Stored items

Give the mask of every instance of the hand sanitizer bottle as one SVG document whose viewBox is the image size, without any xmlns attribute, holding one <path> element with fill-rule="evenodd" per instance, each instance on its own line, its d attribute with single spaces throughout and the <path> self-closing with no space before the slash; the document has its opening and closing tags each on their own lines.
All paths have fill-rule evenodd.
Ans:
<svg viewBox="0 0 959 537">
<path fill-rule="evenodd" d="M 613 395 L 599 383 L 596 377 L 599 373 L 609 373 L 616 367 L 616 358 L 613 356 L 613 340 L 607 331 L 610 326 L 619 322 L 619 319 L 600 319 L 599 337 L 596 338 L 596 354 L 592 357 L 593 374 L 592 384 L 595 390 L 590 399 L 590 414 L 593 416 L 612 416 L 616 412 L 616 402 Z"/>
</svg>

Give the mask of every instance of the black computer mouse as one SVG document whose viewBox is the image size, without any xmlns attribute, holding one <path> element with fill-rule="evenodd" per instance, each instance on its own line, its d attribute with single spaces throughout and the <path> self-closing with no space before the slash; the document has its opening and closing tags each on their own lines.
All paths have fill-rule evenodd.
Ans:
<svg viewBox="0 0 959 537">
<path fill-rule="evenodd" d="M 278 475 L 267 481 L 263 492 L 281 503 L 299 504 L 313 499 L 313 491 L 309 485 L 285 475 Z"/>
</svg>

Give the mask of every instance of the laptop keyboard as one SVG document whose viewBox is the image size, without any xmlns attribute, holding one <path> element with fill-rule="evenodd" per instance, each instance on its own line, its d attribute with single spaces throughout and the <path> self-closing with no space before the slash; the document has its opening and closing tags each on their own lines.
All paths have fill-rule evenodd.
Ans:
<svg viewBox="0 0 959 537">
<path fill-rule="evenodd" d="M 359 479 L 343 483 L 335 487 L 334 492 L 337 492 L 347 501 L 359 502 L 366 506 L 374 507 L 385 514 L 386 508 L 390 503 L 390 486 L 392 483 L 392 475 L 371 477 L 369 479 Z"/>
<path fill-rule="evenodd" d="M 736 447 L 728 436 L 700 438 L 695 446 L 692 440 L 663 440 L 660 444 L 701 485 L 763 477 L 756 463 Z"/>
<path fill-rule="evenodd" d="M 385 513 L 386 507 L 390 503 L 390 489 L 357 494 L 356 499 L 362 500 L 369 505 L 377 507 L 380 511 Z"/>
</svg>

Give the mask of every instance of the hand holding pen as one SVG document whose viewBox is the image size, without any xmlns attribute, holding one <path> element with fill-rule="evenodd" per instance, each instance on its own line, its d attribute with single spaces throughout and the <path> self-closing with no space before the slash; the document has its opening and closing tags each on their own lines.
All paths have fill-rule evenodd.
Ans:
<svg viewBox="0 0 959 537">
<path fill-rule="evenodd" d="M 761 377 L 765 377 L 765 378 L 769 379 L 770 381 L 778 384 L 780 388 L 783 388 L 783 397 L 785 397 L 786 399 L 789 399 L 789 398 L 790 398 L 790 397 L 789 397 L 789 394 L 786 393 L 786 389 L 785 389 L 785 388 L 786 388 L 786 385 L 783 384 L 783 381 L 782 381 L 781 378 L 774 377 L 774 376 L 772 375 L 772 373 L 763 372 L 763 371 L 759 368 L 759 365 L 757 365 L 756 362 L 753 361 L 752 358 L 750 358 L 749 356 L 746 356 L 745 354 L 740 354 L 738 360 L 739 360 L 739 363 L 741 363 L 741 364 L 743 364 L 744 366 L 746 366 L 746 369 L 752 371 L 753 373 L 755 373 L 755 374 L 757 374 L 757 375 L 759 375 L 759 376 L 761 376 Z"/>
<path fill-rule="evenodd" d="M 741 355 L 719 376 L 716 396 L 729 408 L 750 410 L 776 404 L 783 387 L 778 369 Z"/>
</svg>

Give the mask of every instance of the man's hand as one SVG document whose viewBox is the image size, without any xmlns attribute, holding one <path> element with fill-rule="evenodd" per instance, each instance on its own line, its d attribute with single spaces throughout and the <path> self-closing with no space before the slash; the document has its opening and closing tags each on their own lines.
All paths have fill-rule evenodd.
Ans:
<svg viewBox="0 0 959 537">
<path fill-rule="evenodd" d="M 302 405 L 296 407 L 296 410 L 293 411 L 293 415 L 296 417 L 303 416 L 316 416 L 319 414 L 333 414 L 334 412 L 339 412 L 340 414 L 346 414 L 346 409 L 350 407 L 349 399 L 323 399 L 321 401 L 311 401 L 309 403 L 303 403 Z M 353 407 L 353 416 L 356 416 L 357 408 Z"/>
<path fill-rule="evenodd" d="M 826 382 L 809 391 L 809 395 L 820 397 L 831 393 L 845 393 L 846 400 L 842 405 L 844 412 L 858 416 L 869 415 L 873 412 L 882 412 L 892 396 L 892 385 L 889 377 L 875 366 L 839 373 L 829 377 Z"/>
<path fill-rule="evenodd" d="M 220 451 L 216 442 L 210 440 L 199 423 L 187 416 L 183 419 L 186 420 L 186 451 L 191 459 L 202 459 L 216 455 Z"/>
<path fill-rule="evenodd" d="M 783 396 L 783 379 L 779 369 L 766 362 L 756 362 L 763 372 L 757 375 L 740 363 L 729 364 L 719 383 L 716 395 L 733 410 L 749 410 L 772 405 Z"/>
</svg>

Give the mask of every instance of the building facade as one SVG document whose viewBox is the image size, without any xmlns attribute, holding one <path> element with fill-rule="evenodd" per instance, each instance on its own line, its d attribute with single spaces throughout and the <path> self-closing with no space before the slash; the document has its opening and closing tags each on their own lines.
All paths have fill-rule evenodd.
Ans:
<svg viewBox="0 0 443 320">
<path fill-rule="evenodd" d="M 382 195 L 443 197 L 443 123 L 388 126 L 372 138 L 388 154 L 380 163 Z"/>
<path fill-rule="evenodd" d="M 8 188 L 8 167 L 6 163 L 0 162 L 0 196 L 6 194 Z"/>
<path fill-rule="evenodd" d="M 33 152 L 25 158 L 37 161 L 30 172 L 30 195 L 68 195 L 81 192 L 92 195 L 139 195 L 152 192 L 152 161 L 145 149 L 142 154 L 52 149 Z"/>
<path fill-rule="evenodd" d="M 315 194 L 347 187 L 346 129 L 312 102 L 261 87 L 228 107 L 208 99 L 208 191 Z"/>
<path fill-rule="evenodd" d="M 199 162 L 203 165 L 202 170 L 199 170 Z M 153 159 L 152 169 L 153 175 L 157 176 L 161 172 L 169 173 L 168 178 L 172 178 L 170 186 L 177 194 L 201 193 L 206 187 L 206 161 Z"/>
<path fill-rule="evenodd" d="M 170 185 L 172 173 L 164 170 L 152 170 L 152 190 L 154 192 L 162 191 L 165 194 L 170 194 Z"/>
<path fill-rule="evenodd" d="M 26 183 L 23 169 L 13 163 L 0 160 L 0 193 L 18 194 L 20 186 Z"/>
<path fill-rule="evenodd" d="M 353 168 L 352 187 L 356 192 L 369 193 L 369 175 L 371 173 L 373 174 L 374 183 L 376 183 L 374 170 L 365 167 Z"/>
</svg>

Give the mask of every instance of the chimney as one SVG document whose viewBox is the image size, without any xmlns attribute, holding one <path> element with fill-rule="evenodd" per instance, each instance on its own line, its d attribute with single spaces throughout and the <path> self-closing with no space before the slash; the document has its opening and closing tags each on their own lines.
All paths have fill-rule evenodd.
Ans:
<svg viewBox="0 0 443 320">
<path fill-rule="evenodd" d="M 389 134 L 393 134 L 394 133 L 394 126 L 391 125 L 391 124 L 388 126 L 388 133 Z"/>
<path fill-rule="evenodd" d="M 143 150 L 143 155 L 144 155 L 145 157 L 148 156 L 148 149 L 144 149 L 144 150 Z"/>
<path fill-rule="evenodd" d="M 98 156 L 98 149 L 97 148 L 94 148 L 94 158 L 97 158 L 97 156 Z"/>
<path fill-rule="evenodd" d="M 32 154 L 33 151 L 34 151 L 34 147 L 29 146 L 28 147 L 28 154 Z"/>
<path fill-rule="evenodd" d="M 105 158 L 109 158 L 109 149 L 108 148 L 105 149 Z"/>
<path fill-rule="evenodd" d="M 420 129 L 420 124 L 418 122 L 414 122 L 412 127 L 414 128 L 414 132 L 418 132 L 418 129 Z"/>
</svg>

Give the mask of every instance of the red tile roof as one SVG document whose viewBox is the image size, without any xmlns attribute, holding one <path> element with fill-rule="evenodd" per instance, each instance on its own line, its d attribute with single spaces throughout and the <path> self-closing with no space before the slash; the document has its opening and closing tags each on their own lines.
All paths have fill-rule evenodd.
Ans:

• [Your assignment] Please restate only the opening stretch of the records above: every line from the first through the one containing "Give the mask of every instance of the laptop", exactly as written.

• [Your solution]
Give the mask of every instance of the hand sanitizer bottle as one SVG document whose viewBox is the image size, without any xmlns attribute, holding one <path> element with fill-rule="evenodd" per instance, each instance on its own line, its d attribute with single spaces throughout and the <path> self-closing with no space before the slash; the document has its opening and closing tags each on their own lines.
All paths have fill-rule evenodd.
Ans:
<svg viewBox="0 0 959 537">
<path fill-rule="evenodd" d="M 613 395 L 599 383 L 596 377 L 599 373 L 609 373 L 616 367 L 616 358 L 613 356 L 613 340 L 607 331 L 610 326 L 619 322 L 619 319 L 600 319 L 599 337 L 596 338 L 596 354 L 592 357 L 593 374 L 592 384 L 595 390 L 590 399 L 590 414 L 593 416 L 612 416 L 616 412 L 616 402 Z"/>
</svg>

Give the mask of every instance of the black computer mouse as one SVG document whose viewBox is the image size, without any xmlns attribute, holding one <path> element with fill-rule="evenodd" per instance, each instance on its own line, its d attribute with single spaces throughout and the <path> self-closing with no space before the slash; the document has its opening and closing tags each on their own lines.
All paths have fill-rule evenodd.
Ans:
<svg viewBox="0 0 959 537">
<path fill-rule="evenodd" d="M 278 475 L 267 481 L 263 492 L 281 503 L 299 504 L 313 499 L 313 491 L 309 485 L 285 475 Z"/>
</svg>

Give the mask of every instance of the laptop keyboard as one SVG document whose viewBox is the image size, without any xmlns attribute, holding one <path> element with fill-rule="evenodd" per instance, each instance on its own line, its d attribute with single spaces throughout and the <path> self-closing with no space before the slash; the document has its opening and closing tags each on their own lines.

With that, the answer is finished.